======== KUTIPAN TERPILIH
PELETAK
FONDASI SOSIOLOGI
By:
A. Bahrul Ulum
Penelusuran
sejarah asal-usul atau perkembangan suatu bidang kajian ilmu atau cabangnya,
biasanya akan terjebak pada pengambilan keputusan untuk menentukan siapa yang
pertama kali membahas hal ini, dan pada akhirnya cenderung menonjolkan pelaku
tertentu sebagai bapak pendiri dari suatu bentuk ilmu pengetahuan. Hal ini
merupakan proses yang cukup membahayakan.[1]
Oleh sebab itu, untuk menghindari pengkultusan terhadap seorang tokoh saja, dan
tokoh-tokoh yang lain tersembunyikan, maka akan lebih baiknya jika kita
membahas banyak tokoh yang berjasa dalam membangun sebuah fondasi dalam ilmu
sosiologi. Berikut beberapa tokoh yang dipandang berjasa dalam membangun
fondasi ilmu sosiologi:
A. Auguste Comte (1798-1857 M)
Auguste Comte lahir di Montpelier,
Prancis, pada tanggal 19 Januari 1798. Beliau terlahir dari keluarga kelas
menengah, ayahnya bekerja sebagai petugas resmi pengumpul pajak lokal. Auguste
Comte adalah seorang mahasiswa yang cerdas, walaupun dia tidak pernah mendapatkan
ijazah sarjana, karena ia dan seluruh mahasiswa seangkatannya dari Ecole
Polytechnique (Nama Perguruan Tinggi) dikeluarkan, karena gagasan politik dan
pembangkangan mereka.
Auguste Comte dikatakan cerdas
karena dia memiliki ingatan yang sangat kuat, sehingga dia dapat menggambarkan
seluruh buku yang telah ia baca (walaupun cuman satu kali) tanpa melihat
catatan sedikitpun. Auguste Comte juga memiliki kekuatan konsentrasi yang
sangat baik, dia bekerja sebagai asisten pengajar pada tahun 1832 di Ecole
Polytechnique dan ia mendapatkan pekerjaan tambahan sebagai penguji ujian masuk
pada perguruan tinggi tersebut pada tahun 1837.
================
======== INFORMASI
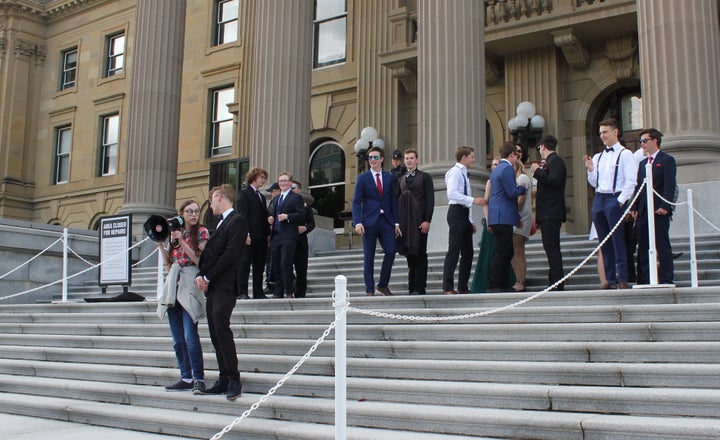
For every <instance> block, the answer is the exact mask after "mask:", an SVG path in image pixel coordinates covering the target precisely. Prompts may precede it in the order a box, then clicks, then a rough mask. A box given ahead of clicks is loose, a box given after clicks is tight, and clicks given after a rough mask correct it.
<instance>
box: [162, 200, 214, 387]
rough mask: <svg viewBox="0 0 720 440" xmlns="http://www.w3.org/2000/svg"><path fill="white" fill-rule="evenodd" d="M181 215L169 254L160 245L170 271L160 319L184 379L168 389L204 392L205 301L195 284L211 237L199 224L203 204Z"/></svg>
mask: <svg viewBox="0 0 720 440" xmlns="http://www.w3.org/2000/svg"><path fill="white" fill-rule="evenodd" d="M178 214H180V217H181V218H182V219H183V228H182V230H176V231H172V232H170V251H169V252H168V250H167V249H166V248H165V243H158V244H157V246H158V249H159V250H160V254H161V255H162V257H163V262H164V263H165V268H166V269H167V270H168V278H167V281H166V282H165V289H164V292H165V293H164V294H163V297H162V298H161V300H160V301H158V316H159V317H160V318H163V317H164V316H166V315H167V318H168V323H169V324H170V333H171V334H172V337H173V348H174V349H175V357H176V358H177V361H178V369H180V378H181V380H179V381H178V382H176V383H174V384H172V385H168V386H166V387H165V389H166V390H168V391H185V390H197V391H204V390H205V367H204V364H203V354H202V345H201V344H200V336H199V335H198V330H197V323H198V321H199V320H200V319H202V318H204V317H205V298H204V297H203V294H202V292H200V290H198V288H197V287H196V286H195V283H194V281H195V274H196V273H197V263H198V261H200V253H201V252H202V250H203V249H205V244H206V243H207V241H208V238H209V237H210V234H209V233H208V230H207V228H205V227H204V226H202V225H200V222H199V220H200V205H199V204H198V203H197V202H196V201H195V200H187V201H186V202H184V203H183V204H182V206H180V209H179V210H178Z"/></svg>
================
TUGAS DIKERJAKAN -
**1)** Apa terjemahan bahasa Inggris untuk kalimat "Auguste Comte lahir di Montpelier, Prancis, pada tanggal 19 Januari 1798." dari kutipan tentang peletak fondasi sosiologi?
**2)** Sambung kutipan tentang peletak fondasi sosiologi, mulai tepat setelah kalimat terakhirnya.

HASIL TIAP TUGAS -
**1)** Auguste Comte was born in Montpelier, France, on January 19, 1798.

**2)**
Auguste Comte memiliki dua karya
besar yang melambungkan namanya, berikut penjelasan mengenai karya Comte:
1. Dua jilid buku yang berjudul Cours
de Philosophie Positive, jilid pertama terbit pada tahun 1830, dan jilid
kedua terbit pada tahun 1842, pada buku tersebut dijelaskan oleh Comte bahwa
sosiologi merupakan ilmu tertinggi.
2. Empat jilid buku yang berjudul Systeme
de Politique Positive, karya tersebut berisi penawaran Comte mengenai
rencana reorganisasi masyarakat, dan karya tersebut beliau selesaikan pada
tahun 1851.
Auguste Comte mempercayai
bahwasannya pada akhirnya nanti, dunia akan dipimpin oleh sosiolog-pendeta, dia
berpendapat seperti itu karena dia juga sangat dipengaruhi oleh latar belakang
kekatolikannya, yang pada akhirnya, Comte juga memiliki banyak penganut dari
ajarannya di negara yang menjadi tempat kelahirannya yaitu Prancis, maupun
Negara-negara lainnya. Auguste Comte meninggal pada tanggal 5 September 1857.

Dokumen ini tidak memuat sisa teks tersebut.